But none of the experiences brought about by these plant and fungal allies are any more or less real than what I’ve experienced without them. That’s not to say that everything you experience on drugs is real – believing that will land you in the loony bin or prey to malevolent spirits or worse. Discernment is one of the first faculties you must cultivate if you’re going to be doing any kind of spiritual work – not just being able to tell the difference between real and fake, but to be able to understand the symbolic language of the drug and how to tell what is its influence, what is the influence of your mind, what is the influence of the God or spirit you’re interacting with and all of the other tangled threads. And you don’t just have to do that while on drugs – in fact some of the craziest shit I’ve been through was triggered by chanting and controlled breathing back in my Chan Buddhist days.

I’m not surprised that a lot of folks have got hang-ups about using entheogens – for the last twenty-six centuries Western culture has been waging a war against ecstasy. And note that I put the start of that before the birth of Christ – they’ve just waged it more effectively and ruthlessly than any of their predecessors. In fact one of the things that Christians, and especially the Protestant branch, have done is make people deeply suspicious of spiritual experience that comes mediated through anything external – including the body since they’ve also convinced us to view ourselves as ghosts trapped in fleshy machines. So someone who can think their way to henosis is more advanced than someone who loses themselves in dance and music which is still better than the poor benighted primitive who has to drink a potion to see his God. That kind of thing may be tolerated when brown people do it but whites ought to know better.

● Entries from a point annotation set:

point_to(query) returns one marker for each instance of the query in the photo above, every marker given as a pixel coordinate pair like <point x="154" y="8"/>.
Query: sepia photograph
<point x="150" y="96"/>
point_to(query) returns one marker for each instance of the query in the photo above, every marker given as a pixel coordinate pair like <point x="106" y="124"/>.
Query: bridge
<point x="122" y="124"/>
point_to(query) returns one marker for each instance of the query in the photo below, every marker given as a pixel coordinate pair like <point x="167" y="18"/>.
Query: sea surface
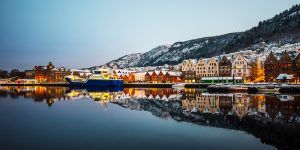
<point x="63" y="118"/>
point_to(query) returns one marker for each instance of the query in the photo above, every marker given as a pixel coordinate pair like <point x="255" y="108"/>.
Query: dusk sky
<point x="84" y="33"/>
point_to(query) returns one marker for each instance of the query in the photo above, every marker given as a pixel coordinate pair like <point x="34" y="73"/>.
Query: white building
<point x="240" y="67"/>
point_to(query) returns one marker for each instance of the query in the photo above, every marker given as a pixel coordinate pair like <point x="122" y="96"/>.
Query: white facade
<point x="207" y="68"/>
<point x="240" y="67"/>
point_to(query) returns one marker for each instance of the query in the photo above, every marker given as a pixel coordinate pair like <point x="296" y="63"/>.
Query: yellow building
<point x="207" y="68"/>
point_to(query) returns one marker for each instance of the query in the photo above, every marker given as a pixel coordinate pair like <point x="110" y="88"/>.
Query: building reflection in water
<point x="272" y="118"/>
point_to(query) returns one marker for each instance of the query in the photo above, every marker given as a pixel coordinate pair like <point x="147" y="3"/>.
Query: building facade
<point x="271" y="68"/>
<point x="285" y="64"/>
<point x="297" y="68"/>
<point x="207" y="68"/>
<point x="188" y="69"/>
<point x="240" y="67"/>
<point x="225" y="67"/>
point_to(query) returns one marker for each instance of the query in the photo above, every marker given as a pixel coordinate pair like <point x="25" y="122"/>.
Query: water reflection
<point x="272" y="118"/>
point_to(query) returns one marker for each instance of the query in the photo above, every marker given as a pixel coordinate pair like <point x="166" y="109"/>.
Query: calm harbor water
<point x="64" y="118"/>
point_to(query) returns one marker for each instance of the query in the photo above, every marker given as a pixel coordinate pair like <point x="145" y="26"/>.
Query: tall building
<point x="240" y="67"/>
<point x="207" y="68"/>
<point x="271" y="68"/>
<point x="225" y="67"/>
<point x="188" y="69"/>
<point x="297" y="68"/>
<point x="285" y="64"/>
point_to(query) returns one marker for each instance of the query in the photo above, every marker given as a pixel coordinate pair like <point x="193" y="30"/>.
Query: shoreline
<point x="253" y="88"/>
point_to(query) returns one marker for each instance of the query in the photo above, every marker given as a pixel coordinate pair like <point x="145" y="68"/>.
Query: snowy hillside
<point x="282" y="29"/>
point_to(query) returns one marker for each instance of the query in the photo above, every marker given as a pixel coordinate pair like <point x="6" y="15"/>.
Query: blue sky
<point x="84" y="33"/>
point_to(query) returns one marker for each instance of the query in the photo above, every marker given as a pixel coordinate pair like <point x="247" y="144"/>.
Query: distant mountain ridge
<point x="282" y="28"/>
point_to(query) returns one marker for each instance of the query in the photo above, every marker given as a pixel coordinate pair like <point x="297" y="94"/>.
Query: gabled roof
<point x="285" y="57"/>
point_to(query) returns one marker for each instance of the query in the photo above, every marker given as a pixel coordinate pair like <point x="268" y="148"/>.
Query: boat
<point x="98" y="78"/>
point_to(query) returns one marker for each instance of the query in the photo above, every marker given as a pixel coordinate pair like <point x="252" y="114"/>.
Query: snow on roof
<point x="221" y="78"/>
<point x="284" y="76"/>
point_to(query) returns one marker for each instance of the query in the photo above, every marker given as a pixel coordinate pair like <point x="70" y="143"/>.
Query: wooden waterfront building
<point x="297" y="68"/>
<point x="285" y="64"/>
<point x="225" y="67"/>
<point x="271" y="68"/>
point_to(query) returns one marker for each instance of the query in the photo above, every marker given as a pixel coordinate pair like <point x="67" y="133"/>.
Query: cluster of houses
<point x="244" y="66"/>
<point x="195" y="71"/>
<point x="282" y="67"/>
<point x="240" y="67"/>
<point x="154" y="76"/>
<point x="48" y="73"/>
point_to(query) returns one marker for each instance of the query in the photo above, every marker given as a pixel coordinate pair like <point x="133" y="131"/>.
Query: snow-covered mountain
<point x="281" y="29"/>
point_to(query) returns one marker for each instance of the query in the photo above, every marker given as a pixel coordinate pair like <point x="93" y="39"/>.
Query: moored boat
<point x="99" y="78"/>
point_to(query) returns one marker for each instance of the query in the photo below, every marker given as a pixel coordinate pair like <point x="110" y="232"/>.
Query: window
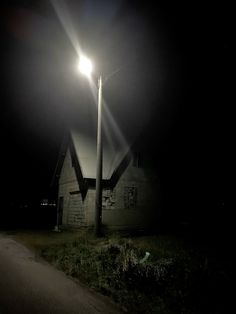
<point x="130" y="197"/>
<point x="108" y="199"/>
<point x="136" y="160"/>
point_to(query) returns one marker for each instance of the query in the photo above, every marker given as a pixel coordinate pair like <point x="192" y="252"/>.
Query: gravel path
<point x="28" y="286"/>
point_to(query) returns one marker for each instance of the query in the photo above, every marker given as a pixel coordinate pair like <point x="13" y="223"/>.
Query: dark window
<point x="136" y="160"/>
<point x="130" y="197"/>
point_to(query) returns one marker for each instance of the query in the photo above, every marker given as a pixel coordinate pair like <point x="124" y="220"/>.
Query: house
<point x="130" y="187"/>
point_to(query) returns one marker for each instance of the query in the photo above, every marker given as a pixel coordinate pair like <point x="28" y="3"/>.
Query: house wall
<point x="133" y="203"/>
<point x="74" y="213"/>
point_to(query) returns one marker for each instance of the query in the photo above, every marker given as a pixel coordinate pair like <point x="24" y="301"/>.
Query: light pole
<point x="98" y="200"/>
<point x="85" y="67"/>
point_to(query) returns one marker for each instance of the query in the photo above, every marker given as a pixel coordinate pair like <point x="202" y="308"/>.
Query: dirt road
<point x="28" y="286"/>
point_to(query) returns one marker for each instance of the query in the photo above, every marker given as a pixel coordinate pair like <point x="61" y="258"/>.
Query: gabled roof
<point x="86" y="153"/>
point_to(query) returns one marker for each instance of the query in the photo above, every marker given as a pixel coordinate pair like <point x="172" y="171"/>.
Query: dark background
<point x="173" y="91"/>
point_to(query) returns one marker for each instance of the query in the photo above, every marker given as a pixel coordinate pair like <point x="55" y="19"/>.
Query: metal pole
<point x="98" y="201"/>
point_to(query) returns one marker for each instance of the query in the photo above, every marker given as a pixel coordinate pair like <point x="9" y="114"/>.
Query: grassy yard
<point x="175" y="277"/>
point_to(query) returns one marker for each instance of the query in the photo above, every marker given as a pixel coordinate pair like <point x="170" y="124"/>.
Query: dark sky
<point x="174" y="85"/>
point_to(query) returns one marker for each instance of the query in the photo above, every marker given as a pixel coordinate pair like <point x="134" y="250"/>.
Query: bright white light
<point x="85" y="66"/>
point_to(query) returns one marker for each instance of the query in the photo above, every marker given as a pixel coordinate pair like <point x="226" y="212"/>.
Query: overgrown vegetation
<point x="175" y="278"/>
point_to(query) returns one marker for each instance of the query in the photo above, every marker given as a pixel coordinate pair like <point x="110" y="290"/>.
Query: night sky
<point x="173" y="90"/>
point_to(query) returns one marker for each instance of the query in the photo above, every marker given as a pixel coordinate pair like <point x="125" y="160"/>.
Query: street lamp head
<point x="85" y="66"/>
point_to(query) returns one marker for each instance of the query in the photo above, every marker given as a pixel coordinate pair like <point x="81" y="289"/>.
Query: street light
<point x="85" y="67"/>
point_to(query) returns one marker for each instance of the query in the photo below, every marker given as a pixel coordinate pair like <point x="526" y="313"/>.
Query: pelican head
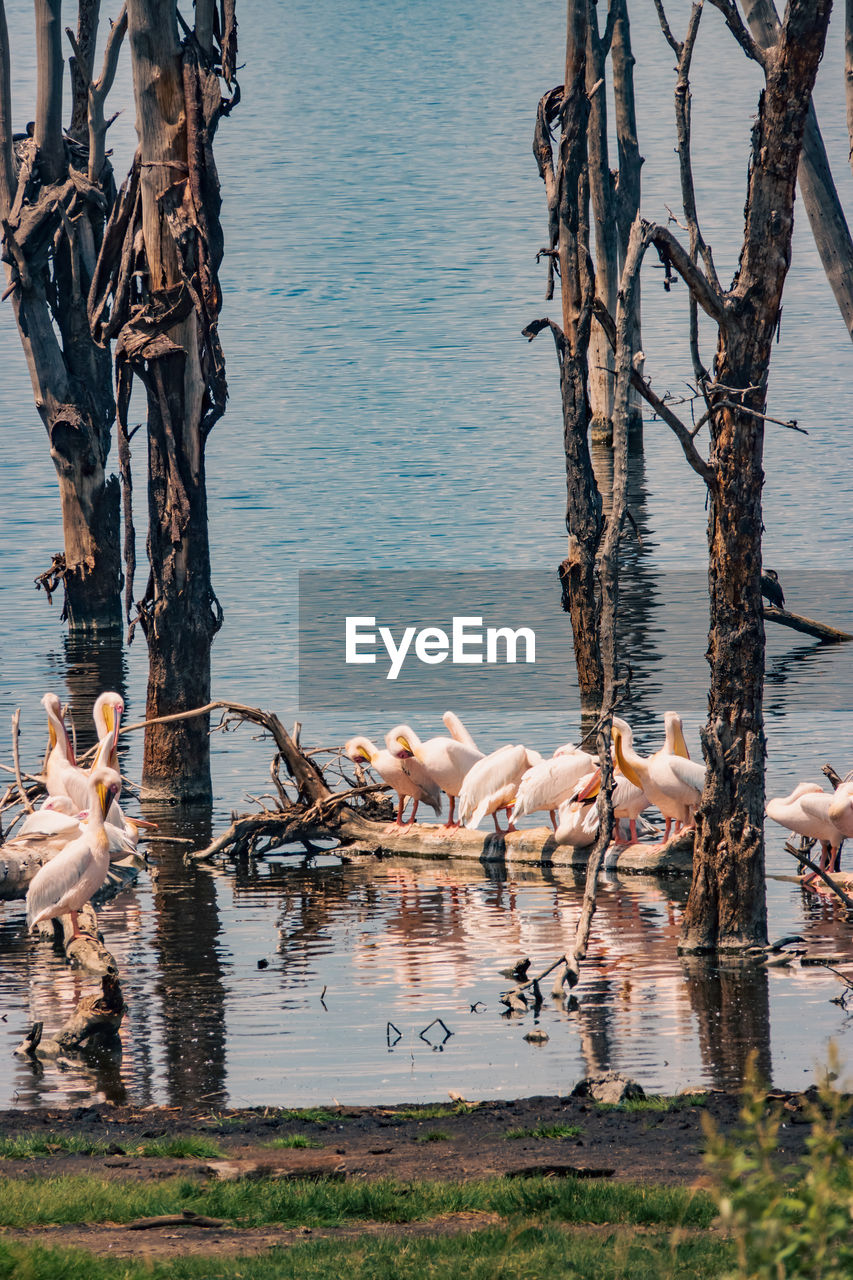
<point x="106" y="713"/>
<point x="106" y="786"/>
<point x="402" y="741"/>
<point x="56" y="725"/>
<point x="360" y="750"/>
<point x="675" y="735"/>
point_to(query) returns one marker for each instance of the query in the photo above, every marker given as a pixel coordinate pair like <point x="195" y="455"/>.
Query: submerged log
<point x="22" y="856"/>
<point x="829" y="635"/>
<point x="95" y="1019"/>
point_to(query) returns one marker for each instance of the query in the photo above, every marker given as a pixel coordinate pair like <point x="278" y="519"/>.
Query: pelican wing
<point x="688" y="773"/>
<point x="491" y="784"/>
<point x="49" y="822"/>
<point x="455" y="727"/>
<point x="56" y="886"/>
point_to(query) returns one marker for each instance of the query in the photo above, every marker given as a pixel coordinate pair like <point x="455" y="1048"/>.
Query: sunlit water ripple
<point x="382" y="214"/>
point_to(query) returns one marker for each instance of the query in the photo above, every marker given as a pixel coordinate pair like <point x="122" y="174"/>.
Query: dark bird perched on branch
<point x="771" y="590"/>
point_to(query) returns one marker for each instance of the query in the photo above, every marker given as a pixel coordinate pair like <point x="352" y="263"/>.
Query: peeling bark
<point x="568" y="195"/>
<point x="53" y="219"/>
<point x="726" y="906"/>
<point x="156" y="292"/>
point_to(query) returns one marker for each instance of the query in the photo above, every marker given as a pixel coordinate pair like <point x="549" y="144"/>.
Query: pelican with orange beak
<point x="67" y="882"/>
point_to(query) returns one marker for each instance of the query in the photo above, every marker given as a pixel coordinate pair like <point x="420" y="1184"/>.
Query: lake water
<point x="382" y="213"/>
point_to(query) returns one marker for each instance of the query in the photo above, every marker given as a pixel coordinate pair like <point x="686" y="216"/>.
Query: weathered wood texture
<point x="726" y="906"/>
<point x="817" y="188"/>
<point x="568" y="197"/>
<point x="807" y="626"/>
<point x="165" y="234"/>
<point x="53" y="219"/>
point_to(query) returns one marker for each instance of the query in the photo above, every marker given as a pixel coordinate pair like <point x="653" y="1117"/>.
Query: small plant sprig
<point x="793" y="1224"/>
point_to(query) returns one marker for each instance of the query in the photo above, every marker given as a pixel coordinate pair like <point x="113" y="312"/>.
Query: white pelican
<point x="455" y="727"/>
<point x="445" y="759"/>
<point x="492" y="784"/>
<point x="63" y="885"/>
<point x="840" y="810"/>
<point x="548" y="784"/>
<point x="671" y="781"/>
<point x="807" y="812"/>
<point x="578" y="821"/>
<point x="407" y="777"/>
<point x="60" y="754"/>
<point x="58" y="817"/>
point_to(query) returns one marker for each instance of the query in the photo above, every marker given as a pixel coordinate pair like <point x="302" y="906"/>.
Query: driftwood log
<point x="96" y="1019"/>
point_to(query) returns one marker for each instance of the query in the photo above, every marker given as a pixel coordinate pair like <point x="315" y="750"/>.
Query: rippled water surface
<point x="382" y="214"/>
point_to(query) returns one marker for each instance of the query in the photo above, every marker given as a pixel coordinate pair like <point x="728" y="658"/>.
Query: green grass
<point x="657" y="1102"/>
<point x="177" y="1148"/>
<point x="546" y="1130"/>
<point x="293" y="1141"/>
<point x="521" y="1252"/>
<point x="31" y="1146"/>
<point x="432" y="1111"/>
<point x="83" y="1198"/>
<point x="524" y="1251"/>
<point x="28" y="1146"/>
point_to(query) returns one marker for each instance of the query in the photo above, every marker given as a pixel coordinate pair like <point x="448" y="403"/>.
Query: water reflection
<point x="186" y="954"/>
<point x="92" y="664"/>
<point x="731" y="1006"/>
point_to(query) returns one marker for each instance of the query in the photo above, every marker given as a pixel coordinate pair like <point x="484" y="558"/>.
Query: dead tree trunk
<point x="726" y="908"/>
<point x="568" y="195"/>
<point x="603" y="196"/>
<point x="165" y="234"/>
<point x="53" y="210"/>
<point x="817" y="188"/>
<point x="628" y="184"/>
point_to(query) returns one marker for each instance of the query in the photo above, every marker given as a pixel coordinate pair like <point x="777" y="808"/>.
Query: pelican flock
<point x="80" y="827"/>
<point x="520" y="781"/>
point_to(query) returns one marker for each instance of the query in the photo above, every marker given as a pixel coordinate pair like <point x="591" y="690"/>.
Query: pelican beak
<point x="104" y="796"/>
<point x="592" y="789"/>
<point x="623" y="763"/>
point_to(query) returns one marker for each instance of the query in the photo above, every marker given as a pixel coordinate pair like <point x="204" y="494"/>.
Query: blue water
<point x="382" y="213"/>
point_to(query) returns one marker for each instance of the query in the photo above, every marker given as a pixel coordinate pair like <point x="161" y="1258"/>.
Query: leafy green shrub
<point x="794" y="1223"/>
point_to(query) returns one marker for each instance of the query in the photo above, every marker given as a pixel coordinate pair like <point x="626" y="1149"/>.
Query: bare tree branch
<point x="81" y="65"/>
<point x="848" y="73"/>
<point x="97" y="94"/>
<point x="661" y="407"/>
<point x="735" y="26"/>
<point x="698" y="247"/>
<point x="667" y="31"/>
<point x="673" y="254"/>
<point x="7" y="154"/>
<point x="205" y="10"/>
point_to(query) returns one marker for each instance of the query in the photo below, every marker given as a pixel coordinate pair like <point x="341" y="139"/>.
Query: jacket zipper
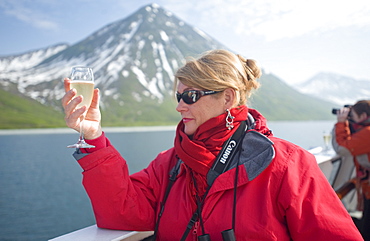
<point x="195" y="231"/>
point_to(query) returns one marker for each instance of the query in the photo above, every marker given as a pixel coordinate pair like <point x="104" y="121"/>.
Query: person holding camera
<point x="226" y="178"/>
<point x="352" y="131"/>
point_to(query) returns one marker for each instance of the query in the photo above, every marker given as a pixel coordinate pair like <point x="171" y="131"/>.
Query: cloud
<point x="29" y="13"/>
<point x="273" y="19"/>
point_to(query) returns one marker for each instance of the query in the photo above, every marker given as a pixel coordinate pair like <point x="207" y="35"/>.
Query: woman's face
<point x="205" y="108"/>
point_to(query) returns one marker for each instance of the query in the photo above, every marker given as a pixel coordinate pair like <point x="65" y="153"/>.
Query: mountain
<point x="20" y="112"/>
<point x="278" y="101"/>
<point x="134" y="61"/>
<point x="335" y="88"/>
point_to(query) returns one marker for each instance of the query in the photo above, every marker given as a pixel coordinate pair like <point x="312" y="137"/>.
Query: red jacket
<point x="358" y="144"/>
<point x="282" y="195"/>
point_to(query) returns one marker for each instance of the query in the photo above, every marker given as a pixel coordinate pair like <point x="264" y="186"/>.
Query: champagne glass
<point x="82" y="79"/>
<point x="327" y="138"/>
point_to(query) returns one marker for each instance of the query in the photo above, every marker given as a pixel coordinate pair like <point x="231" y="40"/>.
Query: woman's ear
<point x="230" y="96"/>
<point x="363" y="116"/>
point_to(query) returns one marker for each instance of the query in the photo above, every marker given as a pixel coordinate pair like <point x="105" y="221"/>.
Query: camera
<point x="335" y="111"/>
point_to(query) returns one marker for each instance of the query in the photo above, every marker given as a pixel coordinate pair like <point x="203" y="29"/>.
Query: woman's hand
<point x="91" y="126"/>
<point x="342" y="114"/>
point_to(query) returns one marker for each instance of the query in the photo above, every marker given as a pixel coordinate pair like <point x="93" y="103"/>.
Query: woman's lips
<point x="186" y="120"/>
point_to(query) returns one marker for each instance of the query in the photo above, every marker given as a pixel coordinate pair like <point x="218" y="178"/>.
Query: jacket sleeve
<point x="121" y="201"/>
<point x="312" y="209"/>
<point x="357" y="143"/>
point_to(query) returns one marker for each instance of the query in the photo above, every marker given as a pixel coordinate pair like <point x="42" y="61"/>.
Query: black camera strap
<point x="222" y="163"/>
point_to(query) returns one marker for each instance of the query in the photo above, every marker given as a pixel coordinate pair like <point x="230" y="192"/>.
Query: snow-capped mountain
<point x="133" y="61"/>
<point x="335" y="88"/>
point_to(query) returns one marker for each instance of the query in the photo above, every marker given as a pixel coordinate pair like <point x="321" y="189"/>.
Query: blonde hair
<point x="218" y="70"/>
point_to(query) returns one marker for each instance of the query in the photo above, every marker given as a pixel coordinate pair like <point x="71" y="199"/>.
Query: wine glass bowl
<point x="82" y="80"/>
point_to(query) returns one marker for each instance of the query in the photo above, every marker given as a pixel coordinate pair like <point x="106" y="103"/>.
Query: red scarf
<point x="201" y="150"/>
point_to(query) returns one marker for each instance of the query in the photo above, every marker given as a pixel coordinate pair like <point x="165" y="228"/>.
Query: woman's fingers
<point x="95" y="100"/>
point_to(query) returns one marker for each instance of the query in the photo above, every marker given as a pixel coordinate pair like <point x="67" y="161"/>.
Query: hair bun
<point x="252" y="68"/>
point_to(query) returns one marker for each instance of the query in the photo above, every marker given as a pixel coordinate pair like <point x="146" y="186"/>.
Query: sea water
<point x="41" y="195"/>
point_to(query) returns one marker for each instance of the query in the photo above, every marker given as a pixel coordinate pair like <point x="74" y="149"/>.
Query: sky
<point x="293" y="39"/>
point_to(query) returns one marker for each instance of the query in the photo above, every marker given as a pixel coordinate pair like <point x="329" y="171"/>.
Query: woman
<point x="224" y="174"/>
<point x="358" y="144"/>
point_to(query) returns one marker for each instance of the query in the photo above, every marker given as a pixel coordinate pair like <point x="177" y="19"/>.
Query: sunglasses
<point x="192" y="96"/>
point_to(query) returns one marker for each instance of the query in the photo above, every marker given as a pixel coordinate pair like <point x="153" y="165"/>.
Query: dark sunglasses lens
<point x="189" y="97"/>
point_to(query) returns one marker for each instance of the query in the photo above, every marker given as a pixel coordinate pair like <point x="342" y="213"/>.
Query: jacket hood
<point x="260" y="122"/>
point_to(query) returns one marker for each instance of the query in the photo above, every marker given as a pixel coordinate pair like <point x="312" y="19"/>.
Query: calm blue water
<point x="41" y="195"/>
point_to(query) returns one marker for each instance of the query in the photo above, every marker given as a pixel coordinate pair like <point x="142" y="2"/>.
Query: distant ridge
<point x="134" y="60"/>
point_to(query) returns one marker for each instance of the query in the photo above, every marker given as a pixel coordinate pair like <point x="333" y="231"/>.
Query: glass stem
<point x="82" y="129"/>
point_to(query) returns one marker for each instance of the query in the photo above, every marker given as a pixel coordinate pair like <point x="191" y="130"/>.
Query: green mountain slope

● Task 1:
Filter the rows down to the lines containing the string "pelican", treating uppercase and lowercase as different.
● Task 2:
Proceed with the essay on entheogens, starting right after its final sentence.
The essay on entheogens and the rows have nothing to do with each other.

● Task output 1:
Query: pelican head
Query: pelican wing
Query: pelican with orange beak
Query: white pelican
Query: pelican flock
Query: pelican beak

● Task output 2:
The Bacchic Orphic, on the other hand, is an animist who understands that all things possess life, intelligence and power – different from one’s own, to be sure, but no less meaningful. If not, how could the stones and trees and beasts have been charmed by the masterful lyre of the Thracian? How could the thunder have birthed their God, the mountain nursed him, the wild things attend him, the grape contain him? Reject this principle and you close yourself off to the world – it’s just you alone with the God of your imagination. For the Bacchic Orphic the world is one of expansive relationships, ever changing and increasingly complex since the splitting of the egg. Why do you think he drives the mad-women from their homes? To see what’s out there and discover who they are in connection with it.

That’s why when I smoke a bowl I’m not just inhaling the fumes of a weed – that weed has a spirit which I draw into myself so that she will help open my eyes and loosen my mind, a spirit I have long history with. Just as there’s a spirit in the drum and a spirit in these words I’m typing. The experience is going to be different depending on the spirits involved and how certain elements are configured – but even that’s no guarantee since repeating everything from rite to rite may still end in differing results because of something unrelated going on with you or the God you’re worshiping.

In fact, everyone’s experience of the Gods is unique. You can have half a dozen participants and get twenty different accounts of what happened during a rite. Not only may the same God engage with people differently he may want different things of them. That’s why when the animal sacrifice issue came up I spoke only to its central place within the Starry Bull tradition; Dionysos has not asked that of others, therefore their devotions are not lacking for its absence.

So while moderate indulgence may be the most sensible and sustainable way to approach Dionysos, I’m not prepared to take excess (even to the point of self-destructive addiction) off the table. Let’s be perfectly clear – not all the ways that lead to closeness and understanding of Dionysos are pleasant ways. Pentheus and Lykourgos have seen things in Dionysos that the pious will never glimpse and insanity contains more than just manic pixie dream girls. Sometimes it’s filth and fear and not leaving your bed for a week. If your goal isn’t just to make friends with Dionysos but to experience him in his entirety you’re going to go to the extremes and you’re going to get broken. Probably a lot.

Now, you can become too broken. You can stop experiencing anything but the broken parts of Dionysos – or worse, stop experiencing him at all. It can be really difficult to find your way back from that – and plenty never do. The failure rate for Dionysians is extraordinary – some of our best are also our worst, and I would caution against imitating them. But I would caution even more strenuously against assuming that Dionysos wasn’t with them in that moment, no matter how wretched, destructive and out of control they were. He’s an odd God after all.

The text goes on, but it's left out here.